**Problem**:
In the passage on hydroxylysines in MPS patients, rewrite everything from "Patel et al." down to "connective tissue [59].", changing "collagen degradation" to "collagen breakdown" wherever it occurs.

**Page extract**:
= Beginning of Section =

Patel et al. recently reported that urinary-free hydroxylated (Lys-OH) and glycosylated hydroxylysines (Lys-O-Gal and Lys-O-GalGlc) in MPS patients measured by tandem liquid chromatography-tandem mass spectrometry assay were indicators of altered collagen degradation [59]. These are unique and specific post-translational modifications of collagen [63]. Lys-O-Gal is predominantly found in bone tissues, and Lys-O-GalGlc is mainly found in the skin [65]. The ratio of Lys-O-Gal to Lys-O-GalGlc has also been examined as an indicator of the source of collagen degradation; it was found to be significantly higher in all pediatric MPS I, II, and IV patients, with a small significant increase in adult MPS IV patients [59] (Table 2). However, the authors concluded that the collagen degradation products originated from a source other than bone, such as cartilage or connective tissue [59].

= End of Section =

**Records provided**:
= Beginning of Section =

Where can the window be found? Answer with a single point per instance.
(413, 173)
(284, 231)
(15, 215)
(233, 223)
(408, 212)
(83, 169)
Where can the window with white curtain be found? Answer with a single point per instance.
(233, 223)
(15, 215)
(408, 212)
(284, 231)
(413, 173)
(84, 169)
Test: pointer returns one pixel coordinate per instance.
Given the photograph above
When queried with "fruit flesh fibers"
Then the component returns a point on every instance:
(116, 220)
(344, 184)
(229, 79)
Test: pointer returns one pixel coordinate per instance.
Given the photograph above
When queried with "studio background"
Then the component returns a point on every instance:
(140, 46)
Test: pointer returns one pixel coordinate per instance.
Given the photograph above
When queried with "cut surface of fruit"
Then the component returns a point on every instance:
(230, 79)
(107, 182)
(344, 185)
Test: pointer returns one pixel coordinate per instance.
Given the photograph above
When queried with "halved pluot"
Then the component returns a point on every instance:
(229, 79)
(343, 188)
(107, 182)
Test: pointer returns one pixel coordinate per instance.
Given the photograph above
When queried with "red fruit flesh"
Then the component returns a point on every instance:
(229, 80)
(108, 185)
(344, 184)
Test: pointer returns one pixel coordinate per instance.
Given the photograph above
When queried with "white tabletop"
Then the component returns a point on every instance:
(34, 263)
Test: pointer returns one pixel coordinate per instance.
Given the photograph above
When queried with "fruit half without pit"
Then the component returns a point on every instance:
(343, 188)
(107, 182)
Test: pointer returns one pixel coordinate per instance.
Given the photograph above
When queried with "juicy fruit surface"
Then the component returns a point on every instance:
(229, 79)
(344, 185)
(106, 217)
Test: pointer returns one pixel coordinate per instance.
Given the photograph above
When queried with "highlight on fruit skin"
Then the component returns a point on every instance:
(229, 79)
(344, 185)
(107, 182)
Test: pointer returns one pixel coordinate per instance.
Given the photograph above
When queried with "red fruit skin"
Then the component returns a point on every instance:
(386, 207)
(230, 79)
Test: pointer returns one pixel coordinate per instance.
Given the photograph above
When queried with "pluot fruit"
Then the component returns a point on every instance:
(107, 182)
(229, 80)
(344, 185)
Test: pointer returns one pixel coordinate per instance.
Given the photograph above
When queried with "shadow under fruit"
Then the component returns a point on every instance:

= End of Section =

**Answer**:
Patel et al. recently reported that urinary-free hydroxylated (Lys-OH) and glycosylated hydroxylysines (Lys-O-Gal and Lys-O-GalGlc) in MPS patients measured by tandem liquid chromatography-tandem mass spectrometry assay were indicators of altered collagen breakdown [59]. These are unique and specific post-translational modifications of collagen [63]. Lys-O-Gal is predominantly found in bone tissues, and Lys-O-GalGlc is mainly found in the skin [65]. The ratio of Lys-O-Gal to Lys-O-GalGlc has also been examined as an indicator of the source of collagen breakdown; it was found to be significantly higher in all pediatric MPS I, II, and IV patients, with a small significant increase in adult MPS IV patients [59] (Table 2). However, the authors concluded that the collagen breakdown products originated from a source other than bone, such as cartilage or connective tissue [59].